* DATA EXCERPTS:
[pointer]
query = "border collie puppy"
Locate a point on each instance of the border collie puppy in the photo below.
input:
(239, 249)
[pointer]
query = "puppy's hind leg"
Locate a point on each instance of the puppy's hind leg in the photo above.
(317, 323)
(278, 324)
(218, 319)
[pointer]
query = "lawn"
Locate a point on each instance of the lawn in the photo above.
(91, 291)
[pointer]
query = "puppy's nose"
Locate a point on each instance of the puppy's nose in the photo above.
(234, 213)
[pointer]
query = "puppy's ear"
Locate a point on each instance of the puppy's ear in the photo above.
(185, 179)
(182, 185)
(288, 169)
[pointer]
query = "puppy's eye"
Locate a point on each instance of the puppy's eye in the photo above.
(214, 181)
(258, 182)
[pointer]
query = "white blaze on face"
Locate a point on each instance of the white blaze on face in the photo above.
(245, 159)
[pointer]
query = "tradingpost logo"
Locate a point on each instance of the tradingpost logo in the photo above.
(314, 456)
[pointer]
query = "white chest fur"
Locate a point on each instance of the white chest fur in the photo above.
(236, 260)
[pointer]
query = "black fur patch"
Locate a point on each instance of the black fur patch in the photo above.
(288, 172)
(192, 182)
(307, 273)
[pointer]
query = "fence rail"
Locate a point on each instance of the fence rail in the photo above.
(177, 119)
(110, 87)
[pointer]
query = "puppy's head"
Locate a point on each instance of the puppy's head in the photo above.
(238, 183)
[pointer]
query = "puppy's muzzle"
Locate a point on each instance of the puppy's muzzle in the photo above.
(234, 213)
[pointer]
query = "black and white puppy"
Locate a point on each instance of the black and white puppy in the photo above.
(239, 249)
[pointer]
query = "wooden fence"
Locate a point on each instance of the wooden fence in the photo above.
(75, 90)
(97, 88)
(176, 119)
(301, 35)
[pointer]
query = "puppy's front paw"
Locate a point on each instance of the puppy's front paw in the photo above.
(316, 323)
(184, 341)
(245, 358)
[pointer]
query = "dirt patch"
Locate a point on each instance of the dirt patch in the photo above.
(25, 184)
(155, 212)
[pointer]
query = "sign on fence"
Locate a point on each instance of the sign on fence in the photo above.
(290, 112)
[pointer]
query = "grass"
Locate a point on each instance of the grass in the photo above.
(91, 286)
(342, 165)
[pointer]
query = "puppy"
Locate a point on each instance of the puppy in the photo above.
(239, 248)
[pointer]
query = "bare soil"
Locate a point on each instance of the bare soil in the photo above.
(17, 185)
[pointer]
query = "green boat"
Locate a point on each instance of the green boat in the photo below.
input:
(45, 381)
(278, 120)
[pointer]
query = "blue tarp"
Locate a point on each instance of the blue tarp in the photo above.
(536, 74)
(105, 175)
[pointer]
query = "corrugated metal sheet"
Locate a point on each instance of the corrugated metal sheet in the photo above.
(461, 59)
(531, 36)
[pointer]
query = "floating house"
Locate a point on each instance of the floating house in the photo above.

* YOUR ASSIGNMENT: Which lines of the data contain the string "floating"? Copy each of them.

* RESPONSE FOR THIS EXERCISE:
query = "floating house"
Locate a point on each instance of the floating house in the photo above.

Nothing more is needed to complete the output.